▶ _SOURCE DATA_:
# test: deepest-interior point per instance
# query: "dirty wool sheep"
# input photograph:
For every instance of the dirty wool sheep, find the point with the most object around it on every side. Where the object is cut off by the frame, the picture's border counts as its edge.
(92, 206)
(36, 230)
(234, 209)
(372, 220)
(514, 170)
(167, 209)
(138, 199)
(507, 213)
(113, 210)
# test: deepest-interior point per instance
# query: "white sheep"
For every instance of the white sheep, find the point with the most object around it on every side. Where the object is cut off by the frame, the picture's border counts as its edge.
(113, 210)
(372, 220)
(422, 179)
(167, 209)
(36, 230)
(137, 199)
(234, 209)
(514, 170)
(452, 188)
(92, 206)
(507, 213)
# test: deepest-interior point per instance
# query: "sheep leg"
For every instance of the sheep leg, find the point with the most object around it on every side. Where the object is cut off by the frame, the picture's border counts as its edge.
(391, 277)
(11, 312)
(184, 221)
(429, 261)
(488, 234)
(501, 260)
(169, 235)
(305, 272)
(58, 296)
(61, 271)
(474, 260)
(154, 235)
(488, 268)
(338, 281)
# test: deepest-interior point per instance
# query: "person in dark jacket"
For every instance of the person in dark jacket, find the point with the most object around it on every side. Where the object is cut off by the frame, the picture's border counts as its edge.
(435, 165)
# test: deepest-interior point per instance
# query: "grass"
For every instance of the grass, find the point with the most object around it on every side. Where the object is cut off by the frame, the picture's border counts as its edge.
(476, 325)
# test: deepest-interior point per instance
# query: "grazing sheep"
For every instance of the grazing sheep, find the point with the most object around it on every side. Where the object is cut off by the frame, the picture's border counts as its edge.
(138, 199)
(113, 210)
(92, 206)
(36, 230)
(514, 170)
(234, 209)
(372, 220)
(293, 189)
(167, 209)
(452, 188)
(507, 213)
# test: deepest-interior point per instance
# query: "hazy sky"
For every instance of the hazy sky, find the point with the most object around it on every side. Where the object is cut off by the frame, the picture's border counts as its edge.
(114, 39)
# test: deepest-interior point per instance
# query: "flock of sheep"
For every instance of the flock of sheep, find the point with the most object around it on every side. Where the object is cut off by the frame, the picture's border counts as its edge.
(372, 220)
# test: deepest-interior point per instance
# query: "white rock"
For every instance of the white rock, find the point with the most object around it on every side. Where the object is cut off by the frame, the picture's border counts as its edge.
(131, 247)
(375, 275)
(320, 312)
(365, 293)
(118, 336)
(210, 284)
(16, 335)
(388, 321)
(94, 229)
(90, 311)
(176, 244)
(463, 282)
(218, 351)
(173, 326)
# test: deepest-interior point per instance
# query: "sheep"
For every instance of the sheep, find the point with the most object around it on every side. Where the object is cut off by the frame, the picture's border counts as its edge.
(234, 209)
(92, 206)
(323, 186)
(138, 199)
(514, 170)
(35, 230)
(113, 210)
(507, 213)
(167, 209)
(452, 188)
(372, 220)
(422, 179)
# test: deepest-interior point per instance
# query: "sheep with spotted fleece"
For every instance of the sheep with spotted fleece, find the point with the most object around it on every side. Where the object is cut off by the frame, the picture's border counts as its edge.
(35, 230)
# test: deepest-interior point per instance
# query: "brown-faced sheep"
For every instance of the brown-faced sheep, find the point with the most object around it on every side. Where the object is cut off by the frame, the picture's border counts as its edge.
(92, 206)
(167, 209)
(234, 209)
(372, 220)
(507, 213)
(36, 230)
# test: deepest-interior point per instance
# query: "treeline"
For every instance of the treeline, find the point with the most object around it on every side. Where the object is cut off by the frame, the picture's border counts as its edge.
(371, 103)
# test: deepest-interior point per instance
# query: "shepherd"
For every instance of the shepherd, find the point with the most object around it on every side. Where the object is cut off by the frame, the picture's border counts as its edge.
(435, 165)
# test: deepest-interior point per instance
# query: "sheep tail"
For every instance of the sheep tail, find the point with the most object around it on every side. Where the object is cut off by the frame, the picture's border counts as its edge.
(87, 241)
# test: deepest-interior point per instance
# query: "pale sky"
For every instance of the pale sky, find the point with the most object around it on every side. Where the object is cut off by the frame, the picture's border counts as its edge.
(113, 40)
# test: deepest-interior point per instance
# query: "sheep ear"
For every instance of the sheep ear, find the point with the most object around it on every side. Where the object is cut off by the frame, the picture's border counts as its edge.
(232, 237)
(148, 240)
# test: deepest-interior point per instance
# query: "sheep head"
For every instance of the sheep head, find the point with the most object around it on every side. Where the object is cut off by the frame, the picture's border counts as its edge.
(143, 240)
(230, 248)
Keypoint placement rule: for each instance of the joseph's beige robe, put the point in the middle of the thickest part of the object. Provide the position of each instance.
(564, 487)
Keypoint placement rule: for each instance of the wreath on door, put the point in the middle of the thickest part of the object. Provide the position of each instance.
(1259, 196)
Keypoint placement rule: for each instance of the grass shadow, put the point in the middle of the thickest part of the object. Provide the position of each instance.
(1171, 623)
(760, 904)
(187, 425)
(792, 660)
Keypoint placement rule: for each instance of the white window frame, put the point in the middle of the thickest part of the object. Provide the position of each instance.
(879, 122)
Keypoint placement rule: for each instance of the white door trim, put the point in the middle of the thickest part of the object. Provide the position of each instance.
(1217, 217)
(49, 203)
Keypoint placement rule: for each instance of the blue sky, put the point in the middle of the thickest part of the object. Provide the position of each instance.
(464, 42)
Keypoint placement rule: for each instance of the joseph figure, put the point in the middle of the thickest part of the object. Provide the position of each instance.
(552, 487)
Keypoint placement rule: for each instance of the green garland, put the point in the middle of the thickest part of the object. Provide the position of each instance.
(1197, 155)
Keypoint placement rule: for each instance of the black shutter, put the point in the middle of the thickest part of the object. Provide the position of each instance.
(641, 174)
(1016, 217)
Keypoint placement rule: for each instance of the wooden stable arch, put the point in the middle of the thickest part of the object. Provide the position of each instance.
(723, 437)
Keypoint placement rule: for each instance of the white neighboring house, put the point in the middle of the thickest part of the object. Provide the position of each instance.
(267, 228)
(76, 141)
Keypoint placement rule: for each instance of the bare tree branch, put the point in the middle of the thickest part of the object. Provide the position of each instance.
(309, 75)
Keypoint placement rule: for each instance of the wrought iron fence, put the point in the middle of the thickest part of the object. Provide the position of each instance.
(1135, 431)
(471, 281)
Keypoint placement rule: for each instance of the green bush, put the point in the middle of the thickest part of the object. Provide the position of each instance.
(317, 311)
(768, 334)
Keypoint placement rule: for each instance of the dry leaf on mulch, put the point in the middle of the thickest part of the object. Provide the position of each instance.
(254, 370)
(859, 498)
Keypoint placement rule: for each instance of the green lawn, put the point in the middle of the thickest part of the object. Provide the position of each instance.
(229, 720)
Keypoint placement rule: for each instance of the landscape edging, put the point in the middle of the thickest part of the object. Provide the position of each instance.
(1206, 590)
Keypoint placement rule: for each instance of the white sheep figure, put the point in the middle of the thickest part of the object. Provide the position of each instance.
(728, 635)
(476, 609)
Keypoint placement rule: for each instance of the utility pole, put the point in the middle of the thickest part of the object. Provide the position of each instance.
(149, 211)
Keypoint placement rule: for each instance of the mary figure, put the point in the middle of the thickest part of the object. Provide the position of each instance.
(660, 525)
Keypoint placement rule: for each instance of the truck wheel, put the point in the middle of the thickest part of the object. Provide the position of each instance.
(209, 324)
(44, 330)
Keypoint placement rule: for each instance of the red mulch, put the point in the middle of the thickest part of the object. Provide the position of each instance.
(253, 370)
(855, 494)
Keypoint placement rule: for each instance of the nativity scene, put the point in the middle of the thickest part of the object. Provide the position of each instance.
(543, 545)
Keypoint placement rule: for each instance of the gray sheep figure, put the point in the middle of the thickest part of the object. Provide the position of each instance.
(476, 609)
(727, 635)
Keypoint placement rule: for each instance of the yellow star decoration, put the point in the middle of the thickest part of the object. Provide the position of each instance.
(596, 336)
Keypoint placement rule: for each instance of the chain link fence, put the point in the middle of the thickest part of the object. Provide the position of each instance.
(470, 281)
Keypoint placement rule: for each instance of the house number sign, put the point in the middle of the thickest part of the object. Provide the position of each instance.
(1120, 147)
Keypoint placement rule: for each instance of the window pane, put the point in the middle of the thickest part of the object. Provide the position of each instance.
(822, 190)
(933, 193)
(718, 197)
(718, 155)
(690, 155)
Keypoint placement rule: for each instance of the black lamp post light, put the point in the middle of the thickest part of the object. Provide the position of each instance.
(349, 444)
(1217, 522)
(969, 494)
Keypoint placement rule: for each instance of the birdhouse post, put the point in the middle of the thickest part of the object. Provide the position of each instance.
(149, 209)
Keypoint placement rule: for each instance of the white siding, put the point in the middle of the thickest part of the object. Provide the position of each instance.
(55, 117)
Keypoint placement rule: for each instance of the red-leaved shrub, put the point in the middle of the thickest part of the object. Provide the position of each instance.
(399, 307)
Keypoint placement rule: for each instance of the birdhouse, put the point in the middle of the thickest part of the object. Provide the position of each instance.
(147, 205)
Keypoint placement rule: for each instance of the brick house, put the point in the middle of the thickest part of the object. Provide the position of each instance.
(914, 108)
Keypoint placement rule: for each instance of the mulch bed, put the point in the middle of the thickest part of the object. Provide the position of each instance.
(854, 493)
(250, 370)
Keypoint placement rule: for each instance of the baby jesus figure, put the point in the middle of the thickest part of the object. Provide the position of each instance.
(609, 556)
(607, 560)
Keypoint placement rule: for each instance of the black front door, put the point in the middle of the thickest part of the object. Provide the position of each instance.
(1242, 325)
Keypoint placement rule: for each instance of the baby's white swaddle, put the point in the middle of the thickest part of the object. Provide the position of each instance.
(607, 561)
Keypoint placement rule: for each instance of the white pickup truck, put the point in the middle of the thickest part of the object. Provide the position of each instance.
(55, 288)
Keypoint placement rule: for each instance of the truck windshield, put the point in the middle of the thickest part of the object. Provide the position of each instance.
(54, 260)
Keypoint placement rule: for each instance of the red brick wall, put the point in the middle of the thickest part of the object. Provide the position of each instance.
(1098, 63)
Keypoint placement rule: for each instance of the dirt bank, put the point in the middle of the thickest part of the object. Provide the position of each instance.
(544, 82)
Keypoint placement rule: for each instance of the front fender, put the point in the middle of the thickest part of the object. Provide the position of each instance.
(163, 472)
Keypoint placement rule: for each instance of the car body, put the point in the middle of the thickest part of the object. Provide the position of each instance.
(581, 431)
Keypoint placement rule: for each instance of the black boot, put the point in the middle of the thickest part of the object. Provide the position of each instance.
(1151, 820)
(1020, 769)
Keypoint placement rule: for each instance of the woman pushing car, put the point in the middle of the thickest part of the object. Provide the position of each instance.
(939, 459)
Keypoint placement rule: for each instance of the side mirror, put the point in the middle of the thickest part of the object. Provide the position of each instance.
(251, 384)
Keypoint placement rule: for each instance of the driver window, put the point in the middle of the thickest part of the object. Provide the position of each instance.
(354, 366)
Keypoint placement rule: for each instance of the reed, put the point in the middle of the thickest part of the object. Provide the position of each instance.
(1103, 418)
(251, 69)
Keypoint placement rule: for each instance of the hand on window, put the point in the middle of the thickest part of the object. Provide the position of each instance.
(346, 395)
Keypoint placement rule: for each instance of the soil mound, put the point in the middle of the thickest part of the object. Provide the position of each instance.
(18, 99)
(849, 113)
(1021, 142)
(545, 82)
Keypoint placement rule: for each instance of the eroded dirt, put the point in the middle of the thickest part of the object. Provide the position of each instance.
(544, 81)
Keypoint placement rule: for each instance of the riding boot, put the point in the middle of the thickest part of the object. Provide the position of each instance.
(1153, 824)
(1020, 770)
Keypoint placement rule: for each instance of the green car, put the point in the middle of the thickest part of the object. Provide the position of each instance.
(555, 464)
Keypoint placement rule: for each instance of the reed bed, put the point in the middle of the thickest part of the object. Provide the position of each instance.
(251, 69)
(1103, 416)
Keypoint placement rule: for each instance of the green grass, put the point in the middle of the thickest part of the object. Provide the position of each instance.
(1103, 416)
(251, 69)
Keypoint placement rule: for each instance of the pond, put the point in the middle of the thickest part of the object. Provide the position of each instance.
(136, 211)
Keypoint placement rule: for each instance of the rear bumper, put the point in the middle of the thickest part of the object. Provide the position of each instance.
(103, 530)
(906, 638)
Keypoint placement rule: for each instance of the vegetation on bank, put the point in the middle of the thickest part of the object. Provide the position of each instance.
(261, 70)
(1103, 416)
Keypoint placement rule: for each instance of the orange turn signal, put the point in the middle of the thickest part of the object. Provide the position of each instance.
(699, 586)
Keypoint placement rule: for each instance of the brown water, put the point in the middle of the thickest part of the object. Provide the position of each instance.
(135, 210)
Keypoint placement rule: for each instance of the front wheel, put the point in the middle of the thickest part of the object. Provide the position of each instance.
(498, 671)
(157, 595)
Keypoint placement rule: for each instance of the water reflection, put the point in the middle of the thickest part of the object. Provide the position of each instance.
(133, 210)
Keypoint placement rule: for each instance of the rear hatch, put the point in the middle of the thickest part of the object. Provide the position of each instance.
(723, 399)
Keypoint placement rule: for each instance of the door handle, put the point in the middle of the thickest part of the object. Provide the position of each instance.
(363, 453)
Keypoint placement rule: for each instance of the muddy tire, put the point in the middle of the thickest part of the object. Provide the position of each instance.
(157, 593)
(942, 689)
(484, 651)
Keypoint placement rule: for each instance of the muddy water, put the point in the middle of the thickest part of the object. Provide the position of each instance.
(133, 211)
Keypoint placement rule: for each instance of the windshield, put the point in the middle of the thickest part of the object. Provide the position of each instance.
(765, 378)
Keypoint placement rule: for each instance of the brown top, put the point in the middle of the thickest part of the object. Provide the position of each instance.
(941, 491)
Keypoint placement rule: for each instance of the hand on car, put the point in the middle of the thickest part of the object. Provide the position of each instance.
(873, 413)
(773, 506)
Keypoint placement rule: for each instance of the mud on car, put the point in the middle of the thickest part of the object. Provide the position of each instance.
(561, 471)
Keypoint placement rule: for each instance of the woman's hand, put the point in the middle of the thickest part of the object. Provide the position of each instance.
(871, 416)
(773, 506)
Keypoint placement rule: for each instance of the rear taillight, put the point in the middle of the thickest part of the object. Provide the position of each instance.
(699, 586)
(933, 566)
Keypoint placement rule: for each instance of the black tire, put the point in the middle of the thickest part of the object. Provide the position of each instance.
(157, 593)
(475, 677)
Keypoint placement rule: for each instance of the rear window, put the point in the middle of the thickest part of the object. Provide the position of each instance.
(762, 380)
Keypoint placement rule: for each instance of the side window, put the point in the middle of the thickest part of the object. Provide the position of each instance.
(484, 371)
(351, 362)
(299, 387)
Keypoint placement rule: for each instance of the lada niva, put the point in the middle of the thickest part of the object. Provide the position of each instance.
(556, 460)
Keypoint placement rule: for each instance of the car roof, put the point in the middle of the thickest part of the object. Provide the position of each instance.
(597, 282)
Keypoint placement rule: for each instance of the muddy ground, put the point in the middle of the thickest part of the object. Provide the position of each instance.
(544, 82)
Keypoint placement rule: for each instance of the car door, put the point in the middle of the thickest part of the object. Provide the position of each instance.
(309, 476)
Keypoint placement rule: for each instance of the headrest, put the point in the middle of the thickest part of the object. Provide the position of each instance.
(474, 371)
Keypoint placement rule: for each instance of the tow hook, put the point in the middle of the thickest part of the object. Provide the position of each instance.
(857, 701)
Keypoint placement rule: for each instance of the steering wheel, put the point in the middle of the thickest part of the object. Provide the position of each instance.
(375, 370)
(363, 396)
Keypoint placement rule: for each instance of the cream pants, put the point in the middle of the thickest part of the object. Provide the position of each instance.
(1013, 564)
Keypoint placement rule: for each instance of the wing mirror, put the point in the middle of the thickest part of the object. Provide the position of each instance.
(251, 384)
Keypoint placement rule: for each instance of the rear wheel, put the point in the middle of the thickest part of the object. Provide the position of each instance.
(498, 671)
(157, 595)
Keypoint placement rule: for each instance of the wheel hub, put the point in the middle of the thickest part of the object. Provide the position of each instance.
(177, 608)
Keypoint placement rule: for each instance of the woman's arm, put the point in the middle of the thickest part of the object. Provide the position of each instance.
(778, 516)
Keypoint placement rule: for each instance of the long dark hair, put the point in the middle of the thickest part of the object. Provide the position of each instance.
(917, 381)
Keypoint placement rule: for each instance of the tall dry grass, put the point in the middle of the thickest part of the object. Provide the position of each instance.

▶ _EXERCISE INSTRUCTIONS_: The lines you need run from the one containing "Keypoint placement rule: for each instance of the wing" to the end of the listing. Output exactly those, both ends included.

▶ _EXERCISE RESPONSE_:
Keypoint placement rule: for each instance of the wing mirror, put the point in the middle of the thickest part of the object. Provide the position of each instance.
(251, 384)
Keypoint placement rule: for each instance of the rear wheel, put the point in the middle of the thickest part of the object. Provide the position of each instance.
(498, 671)
(157, 595)
Keypoint placement rule: for each instance of the wheel hub, put the point in the middle of the thickest part of the object. Provide the position of each instance.
(177, 608)
Keypoint placement rule: for each instance of the woman's arm, put the point in the middle of the thickest part of the object. Provide the position of each instance.
(778, 516)
Keypoint placement rule: for each instance of the long dark hair, put the point in the middle of the thickest part of the object. Provide the position of each instance.
(917, 381)
Keypoint placement rule: for each instance of the tall dry grass, put the point in the middle of the thickest part of the object. Provide the position of each instance.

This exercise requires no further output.